Por favor, dê continuidade à reflexão sobre a encarnação do Filho de Deus, começando logo após a última frase apresentada.

▸ Reflexão
*****
6- REFLEXÃO
GLÓRIA DE
ISRAEL E LUZ DAS NAÇÕES
Por Aíla Luzia Pinheiro Andrade
I. INTRODUÇÃO GERAL
A liturgia de hoje é o ponto culminante do
natal do Senhor, porque indica o modo como se deu a encarnação do Filho de Deus
e a que ela se destina. Cristo assumiu todos os condicionamentos da humanidade,
até mesmo se submeteu à lei de Moisés, pela qual era regido o povo ao qual
pertenceu. Além do contexto histórico, geográfico e econômico, o evangelho
mostra que a vida terrestre do “Filho do Altíssimo” (Lc 1,32) estava inserida
em um contexto cultural e religioso particular. Também o destaque dado ao tipo de
sacrifício realizado por sua família (Lv 5,6-7; 12,6) manifesta que ele não
somente assumiu nossa humanidade, mas se fez pobre entre os pobres.
*****
▸ Linhas fornecidas
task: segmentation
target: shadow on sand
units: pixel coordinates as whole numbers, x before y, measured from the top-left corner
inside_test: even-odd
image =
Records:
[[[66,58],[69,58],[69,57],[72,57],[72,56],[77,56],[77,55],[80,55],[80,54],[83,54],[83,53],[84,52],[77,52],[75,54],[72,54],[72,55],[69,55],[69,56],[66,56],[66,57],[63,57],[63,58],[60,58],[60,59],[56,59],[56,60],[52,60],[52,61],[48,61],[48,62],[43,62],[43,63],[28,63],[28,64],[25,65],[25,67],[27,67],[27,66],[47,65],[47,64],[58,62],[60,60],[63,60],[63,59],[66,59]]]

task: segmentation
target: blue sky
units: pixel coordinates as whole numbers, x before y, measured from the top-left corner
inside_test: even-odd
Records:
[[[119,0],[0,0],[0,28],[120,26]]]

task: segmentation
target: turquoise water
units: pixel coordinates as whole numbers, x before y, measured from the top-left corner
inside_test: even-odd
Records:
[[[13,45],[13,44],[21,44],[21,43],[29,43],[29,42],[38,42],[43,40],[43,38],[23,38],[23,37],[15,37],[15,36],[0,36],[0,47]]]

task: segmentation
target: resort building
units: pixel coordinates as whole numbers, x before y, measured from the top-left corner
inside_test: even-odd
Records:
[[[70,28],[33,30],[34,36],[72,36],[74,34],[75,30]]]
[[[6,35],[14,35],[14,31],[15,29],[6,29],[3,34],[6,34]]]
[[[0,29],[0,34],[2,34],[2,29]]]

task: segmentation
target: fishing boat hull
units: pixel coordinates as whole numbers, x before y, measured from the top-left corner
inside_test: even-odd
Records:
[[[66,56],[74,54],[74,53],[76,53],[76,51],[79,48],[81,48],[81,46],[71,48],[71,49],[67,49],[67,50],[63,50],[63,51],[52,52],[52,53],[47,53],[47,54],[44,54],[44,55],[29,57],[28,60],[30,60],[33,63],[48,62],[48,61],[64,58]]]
*****
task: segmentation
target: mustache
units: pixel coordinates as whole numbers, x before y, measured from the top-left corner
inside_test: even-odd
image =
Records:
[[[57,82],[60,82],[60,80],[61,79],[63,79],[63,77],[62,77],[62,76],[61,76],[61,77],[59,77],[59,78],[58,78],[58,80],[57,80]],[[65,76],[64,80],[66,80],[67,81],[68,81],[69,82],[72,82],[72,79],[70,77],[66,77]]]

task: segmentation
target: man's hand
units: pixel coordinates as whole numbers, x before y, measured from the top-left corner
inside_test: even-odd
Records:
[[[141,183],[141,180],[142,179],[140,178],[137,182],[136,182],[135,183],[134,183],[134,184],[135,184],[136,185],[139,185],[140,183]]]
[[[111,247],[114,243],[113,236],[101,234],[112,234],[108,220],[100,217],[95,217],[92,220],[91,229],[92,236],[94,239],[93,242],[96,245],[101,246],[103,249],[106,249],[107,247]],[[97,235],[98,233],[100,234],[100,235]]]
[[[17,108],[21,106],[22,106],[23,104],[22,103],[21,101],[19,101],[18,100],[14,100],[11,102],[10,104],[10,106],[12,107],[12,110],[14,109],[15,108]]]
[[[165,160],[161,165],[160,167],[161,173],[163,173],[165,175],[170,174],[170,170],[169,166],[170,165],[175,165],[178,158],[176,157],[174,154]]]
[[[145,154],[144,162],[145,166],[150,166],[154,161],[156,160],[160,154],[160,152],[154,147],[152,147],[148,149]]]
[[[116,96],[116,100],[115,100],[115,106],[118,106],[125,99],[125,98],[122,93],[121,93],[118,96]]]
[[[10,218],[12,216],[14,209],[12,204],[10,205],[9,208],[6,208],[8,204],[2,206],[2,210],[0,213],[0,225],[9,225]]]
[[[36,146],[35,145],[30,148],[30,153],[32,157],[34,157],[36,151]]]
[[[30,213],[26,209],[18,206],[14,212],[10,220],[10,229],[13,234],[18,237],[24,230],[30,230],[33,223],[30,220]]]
*****
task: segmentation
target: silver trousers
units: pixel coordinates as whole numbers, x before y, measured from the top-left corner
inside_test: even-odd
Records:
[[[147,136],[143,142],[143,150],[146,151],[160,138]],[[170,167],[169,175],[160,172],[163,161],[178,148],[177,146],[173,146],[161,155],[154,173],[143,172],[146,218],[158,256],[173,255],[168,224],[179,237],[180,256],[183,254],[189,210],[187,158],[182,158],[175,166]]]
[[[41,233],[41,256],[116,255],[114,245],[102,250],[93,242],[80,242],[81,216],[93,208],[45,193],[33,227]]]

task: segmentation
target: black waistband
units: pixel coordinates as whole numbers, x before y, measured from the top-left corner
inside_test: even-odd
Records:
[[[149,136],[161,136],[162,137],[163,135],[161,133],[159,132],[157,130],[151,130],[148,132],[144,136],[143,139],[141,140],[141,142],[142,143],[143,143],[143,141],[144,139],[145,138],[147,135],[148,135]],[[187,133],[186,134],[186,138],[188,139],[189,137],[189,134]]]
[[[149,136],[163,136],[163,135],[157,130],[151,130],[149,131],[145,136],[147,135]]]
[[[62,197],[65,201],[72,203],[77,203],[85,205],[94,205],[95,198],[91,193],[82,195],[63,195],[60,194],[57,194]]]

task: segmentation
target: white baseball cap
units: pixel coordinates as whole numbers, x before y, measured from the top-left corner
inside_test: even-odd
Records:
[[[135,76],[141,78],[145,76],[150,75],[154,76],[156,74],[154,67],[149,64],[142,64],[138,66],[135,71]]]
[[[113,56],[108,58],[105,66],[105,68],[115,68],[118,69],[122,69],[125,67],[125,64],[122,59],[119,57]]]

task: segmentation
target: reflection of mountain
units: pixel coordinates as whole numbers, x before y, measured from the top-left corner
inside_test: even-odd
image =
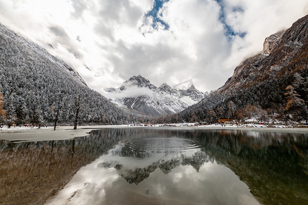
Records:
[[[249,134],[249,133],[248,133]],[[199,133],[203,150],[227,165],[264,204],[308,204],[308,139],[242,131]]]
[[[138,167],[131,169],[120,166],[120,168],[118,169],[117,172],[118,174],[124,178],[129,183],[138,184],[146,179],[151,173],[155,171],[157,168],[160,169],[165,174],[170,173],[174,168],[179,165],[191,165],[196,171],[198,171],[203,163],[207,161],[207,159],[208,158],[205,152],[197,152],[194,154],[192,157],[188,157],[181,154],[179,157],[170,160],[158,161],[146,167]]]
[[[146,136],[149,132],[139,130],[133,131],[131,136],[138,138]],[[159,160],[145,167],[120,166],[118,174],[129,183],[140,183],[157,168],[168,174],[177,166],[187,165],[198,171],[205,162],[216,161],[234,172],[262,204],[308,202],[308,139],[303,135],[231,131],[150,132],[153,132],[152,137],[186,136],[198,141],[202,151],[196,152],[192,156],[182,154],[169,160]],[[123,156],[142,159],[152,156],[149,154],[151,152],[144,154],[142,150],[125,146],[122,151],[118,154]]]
*****
▸ Resposta abaixo
A festa da Apresentação do Senhor é bem
antiga, e já houve tempo em que era celebrada em 14 de fevereiro, quarenta dias
após a festa da Epifania (manifestação aos magos). Também já foi considerada
como festa mariana, com o nome de “Purificação da Bem-aventurada Virgem Maria”.
Mas, a partir das recentes reformas litúrgicas, o nome da festa foi mudado para
“Apresentação do Senhor” e ela passou a ser celebrada quarenta dias depois do
Natal. O novo título e data da celebração são uma indicação mais correta da
natureza e do objeto dessa festa, visto que nesse dia a Igreja celebra um
aspecto importante do mistério salvífico, e não simplesmente um acontecimento
da infância de Jesus.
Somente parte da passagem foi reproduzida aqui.